Please count the lines in the records below that contain the string "bokeh", and give only that number.
═════ Extracted records
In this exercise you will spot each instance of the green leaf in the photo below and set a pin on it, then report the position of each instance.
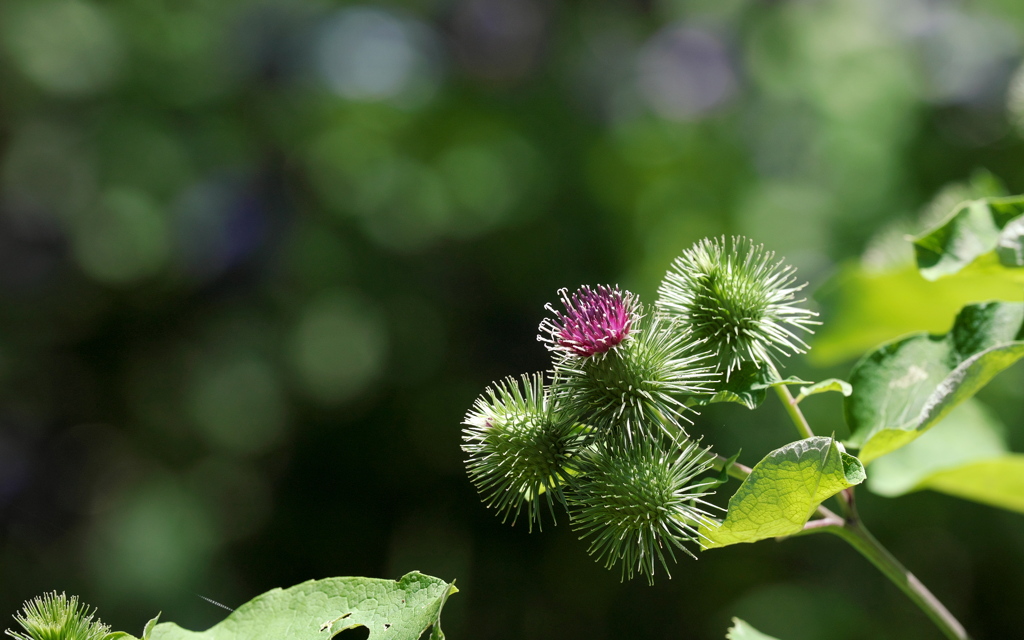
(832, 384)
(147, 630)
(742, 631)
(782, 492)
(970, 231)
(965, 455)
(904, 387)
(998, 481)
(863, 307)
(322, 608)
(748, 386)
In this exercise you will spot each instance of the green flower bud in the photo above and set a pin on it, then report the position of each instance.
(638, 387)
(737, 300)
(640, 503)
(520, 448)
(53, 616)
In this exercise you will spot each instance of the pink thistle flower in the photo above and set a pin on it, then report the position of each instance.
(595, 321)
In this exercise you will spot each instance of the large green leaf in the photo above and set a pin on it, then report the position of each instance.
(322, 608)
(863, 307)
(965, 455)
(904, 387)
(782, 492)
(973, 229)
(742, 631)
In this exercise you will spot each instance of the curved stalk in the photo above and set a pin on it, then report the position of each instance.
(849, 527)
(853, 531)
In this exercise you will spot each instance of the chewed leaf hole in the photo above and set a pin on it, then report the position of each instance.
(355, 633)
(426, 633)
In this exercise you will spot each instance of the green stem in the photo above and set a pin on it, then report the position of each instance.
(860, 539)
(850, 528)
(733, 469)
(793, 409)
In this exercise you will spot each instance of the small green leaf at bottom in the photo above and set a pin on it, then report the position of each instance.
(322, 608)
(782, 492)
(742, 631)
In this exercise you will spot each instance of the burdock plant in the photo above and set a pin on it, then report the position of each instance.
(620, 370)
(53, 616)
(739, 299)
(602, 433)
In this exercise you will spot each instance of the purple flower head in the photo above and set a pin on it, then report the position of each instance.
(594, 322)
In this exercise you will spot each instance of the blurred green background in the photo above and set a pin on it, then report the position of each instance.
══════════
═════ Extracted records
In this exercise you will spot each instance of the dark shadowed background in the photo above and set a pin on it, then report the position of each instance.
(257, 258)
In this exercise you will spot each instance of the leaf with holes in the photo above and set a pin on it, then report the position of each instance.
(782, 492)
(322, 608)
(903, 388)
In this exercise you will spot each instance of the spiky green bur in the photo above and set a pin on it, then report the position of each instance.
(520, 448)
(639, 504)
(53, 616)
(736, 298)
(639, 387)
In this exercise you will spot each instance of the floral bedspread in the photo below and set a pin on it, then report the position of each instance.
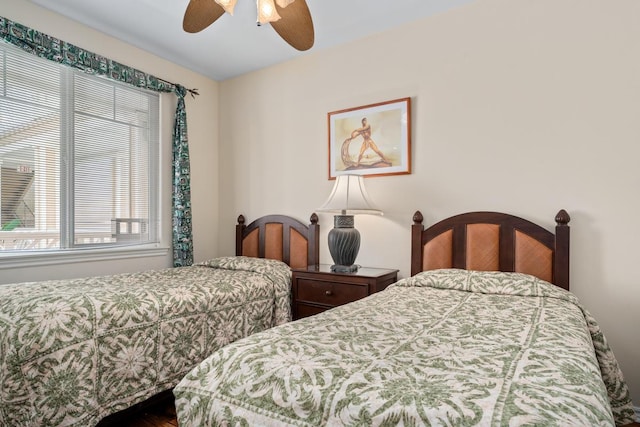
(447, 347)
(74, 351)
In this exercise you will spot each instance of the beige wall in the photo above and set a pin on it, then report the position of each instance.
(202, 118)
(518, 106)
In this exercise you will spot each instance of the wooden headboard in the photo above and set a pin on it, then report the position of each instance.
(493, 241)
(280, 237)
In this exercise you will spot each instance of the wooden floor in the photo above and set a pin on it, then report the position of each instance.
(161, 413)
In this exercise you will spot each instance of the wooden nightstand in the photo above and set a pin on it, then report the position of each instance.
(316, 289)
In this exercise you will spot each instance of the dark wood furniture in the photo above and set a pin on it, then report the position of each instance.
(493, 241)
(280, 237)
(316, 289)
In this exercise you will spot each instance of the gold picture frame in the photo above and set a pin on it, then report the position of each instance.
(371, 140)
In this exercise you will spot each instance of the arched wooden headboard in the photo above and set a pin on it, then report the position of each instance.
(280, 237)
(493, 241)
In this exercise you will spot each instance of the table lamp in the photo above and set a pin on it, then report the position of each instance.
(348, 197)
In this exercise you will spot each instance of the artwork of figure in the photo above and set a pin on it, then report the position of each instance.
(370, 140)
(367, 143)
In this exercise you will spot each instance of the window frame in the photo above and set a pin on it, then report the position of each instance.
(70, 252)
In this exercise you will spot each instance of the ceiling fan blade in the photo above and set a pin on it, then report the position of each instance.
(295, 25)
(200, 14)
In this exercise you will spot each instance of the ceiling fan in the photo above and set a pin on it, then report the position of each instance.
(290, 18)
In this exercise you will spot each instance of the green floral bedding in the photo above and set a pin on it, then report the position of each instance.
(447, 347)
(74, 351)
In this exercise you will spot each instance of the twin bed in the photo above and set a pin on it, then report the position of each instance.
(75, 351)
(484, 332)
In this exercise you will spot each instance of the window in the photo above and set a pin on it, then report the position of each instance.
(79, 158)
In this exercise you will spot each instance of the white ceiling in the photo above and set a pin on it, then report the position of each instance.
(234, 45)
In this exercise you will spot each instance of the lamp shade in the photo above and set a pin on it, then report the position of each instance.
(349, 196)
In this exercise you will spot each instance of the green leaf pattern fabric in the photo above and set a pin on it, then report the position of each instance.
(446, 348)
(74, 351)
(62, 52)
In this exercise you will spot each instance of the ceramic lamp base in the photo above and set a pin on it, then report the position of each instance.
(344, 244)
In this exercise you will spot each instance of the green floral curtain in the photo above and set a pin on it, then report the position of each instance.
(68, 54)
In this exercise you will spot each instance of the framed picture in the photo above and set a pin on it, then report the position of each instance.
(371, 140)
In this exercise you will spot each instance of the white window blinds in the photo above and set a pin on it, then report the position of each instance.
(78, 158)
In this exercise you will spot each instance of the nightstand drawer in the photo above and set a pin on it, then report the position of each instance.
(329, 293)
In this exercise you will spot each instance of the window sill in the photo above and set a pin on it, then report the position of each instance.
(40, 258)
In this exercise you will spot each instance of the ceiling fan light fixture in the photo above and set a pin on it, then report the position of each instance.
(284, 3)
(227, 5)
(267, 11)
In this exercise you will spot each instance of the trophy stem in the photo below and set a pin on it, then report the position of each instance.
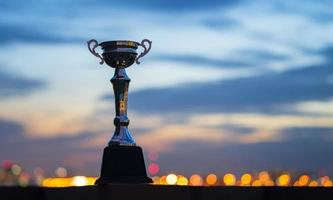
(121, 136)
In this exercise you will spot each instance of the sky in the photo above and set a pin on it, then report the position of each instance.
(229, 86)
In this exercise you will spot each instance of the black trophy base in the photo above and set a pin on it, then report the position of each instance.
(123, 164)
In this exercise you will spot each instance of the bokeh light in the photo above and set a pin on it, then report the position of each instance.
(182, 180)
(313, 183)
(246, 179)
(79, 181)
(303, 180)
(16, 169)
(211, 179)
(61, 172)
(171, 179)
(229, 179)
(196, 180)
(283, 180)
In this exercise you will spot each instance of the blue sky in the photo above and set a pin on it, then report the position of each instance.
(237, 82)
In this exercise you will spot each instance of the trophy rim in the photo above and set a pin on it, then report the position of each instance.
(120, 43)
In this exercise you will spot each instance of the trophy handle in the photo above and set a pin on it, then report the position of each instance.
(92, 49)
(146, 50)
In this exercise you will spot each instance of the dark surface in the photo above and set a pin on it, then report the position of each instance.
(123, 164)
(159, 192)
══════════
═════ Extracted records
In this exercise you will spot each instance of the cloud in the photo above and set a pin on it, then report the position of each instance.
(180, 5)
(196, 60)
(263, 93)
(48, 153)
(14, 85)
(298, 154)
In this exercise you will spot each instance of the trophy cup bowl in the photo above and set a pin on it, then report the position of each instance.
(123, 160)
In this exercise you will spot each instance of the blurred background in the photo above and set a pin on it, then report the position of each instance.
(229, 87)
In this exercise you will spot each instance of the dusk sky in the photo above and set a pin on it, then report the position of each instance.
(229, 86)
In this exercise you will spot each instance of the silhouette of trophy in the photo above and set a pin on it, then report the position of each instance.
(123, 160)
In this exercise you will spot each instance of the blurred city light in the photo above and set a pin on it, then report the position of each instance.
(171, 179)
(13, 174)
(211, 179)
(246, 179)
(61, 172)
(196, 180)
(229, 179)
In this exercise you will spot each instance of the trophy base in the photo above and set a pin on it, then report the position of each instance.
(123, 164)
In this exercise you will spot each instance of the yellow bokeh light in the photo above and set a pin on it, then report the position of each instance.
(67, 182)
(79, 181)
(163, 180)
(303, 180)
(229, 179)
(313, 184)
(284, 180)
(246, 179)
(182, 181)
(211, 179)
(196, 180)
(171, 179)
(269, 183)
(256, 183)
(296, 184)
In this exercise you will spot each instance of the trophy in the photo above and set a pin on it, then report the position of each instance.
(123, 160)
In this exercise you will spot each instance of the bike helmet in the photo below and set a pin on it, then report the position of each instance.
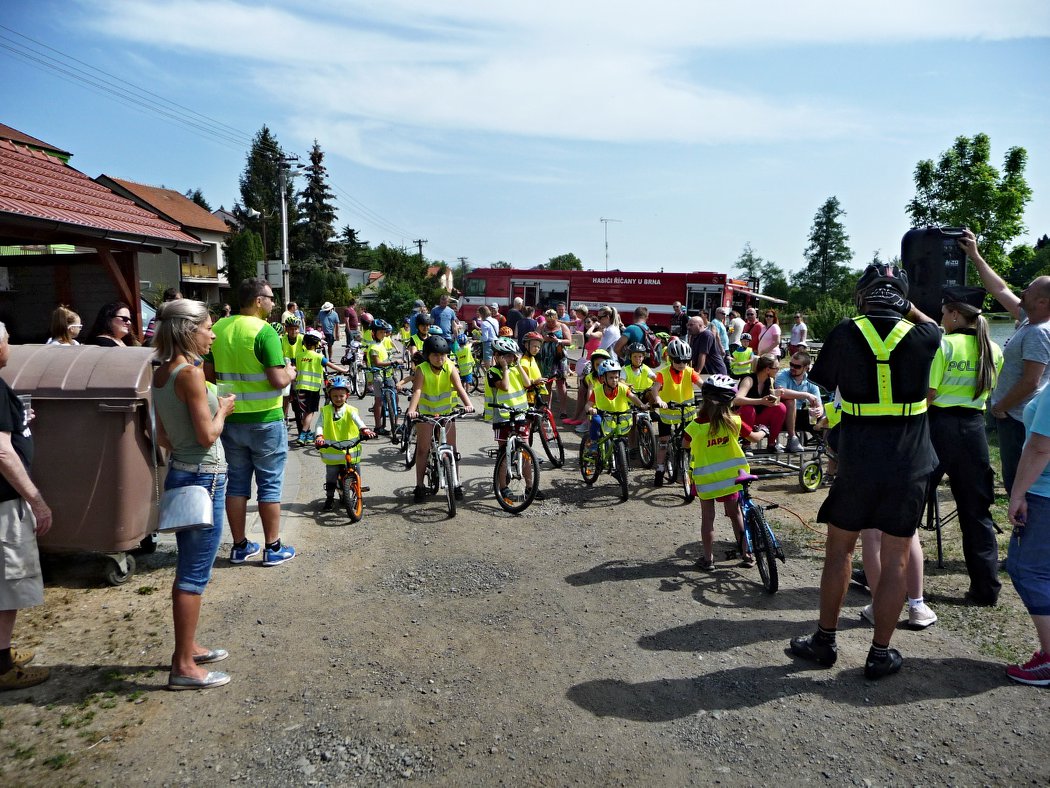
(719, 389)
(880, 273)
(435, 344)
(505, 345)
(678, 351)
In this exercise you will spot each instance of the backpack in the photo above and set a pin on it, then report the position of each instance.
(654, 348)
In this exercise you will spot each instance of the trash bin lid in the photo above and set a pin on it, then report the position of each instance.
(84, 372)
══════════
- **Solution for this task**: 2